Problem description:
Convert the data from the line containing "Target: dark shorts" through the end into a JSON list of strings, one string per line, omitting blank lines.

Task data:
_ _ _

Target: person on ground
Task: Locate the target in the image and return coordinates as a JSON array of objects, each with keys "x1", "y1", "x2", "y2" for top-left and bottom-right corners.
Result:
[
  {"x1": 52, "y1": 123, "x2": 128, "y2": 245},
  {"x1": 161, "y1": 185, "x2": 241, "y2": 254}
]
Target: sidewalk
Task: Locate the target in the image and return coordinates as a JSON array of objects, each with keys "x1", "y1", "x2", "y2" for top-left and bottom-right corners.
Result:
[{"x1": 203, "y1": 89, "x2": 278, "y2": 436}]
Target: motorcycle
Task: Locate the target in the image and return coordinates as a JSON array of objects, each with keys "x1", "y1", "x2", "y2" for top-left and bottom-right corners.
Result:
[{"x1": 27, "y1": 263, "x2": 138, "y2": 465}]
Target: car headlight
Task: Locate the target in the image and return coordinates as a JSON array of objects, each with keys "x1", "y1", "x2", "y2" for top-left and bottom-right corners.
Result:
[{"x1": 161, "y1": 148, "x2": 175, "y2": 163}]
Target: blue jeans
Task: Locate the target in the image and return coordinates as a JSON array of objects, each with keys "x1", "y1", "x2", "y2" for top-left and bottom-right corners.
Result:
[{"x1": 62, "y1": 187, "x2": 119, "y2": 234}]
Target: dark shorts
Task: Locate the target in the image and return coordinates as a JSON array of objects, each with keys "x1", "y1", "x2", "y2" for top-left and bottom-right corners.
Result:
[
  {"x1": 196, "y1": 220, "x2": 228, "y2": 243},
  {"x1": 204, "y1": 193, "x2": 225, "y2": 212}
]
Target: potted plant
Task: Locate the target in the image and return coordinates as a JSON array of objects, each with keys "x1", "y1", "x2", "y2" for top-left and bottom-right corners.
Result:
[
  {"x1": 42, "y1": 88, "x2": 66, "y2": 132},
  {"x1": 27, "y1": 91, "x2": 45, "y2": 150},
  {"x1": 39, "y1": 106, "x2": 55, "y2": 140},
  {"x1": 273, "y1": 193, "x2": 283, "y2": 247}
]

_ _ _

Reply to the task:
[
  "Target: dark shorts",
  "Task: Locate the target in the image and return coordinates as a JSON array of objects, each with keys \"x1\", \"y1\", \"x2\", \"y2\" for top-left and bottom-right corners.",
  "Result:",
  "[",
  "  {\"x1\": 196, \"y1\": 220, \"x2\": 228, \"y2\": 243},",
  "  {\"x1\": 204, \"y1\": 193, \"x2\": 225, \"y2\": 212}",
  "]",
  "Target: potted plant",
  "Task: Locate the target in the image and return coordinates as a JSON array of objects, each with keys \"x1\", \"y1\", \"x2\", \"y2\" for top-left and bottom-right corners.",
  "Result:",
  "[",
  "  {\"x1\": 42, \"y1\": 88, \"x2\": 66, \"y2\": 132},",
  "  {\"x1\": 27, \"y1\": 91, \"x2\": 45, \"y2\": 150},",
  "  {\"x1\": 39, \"y1\": 106, \"x2\": 55, \"y2\": 140},",
  "  {\"x1\": 273, \"y1\": 193, \"x2\": 283, \"y2\": 247}",
  "]"
]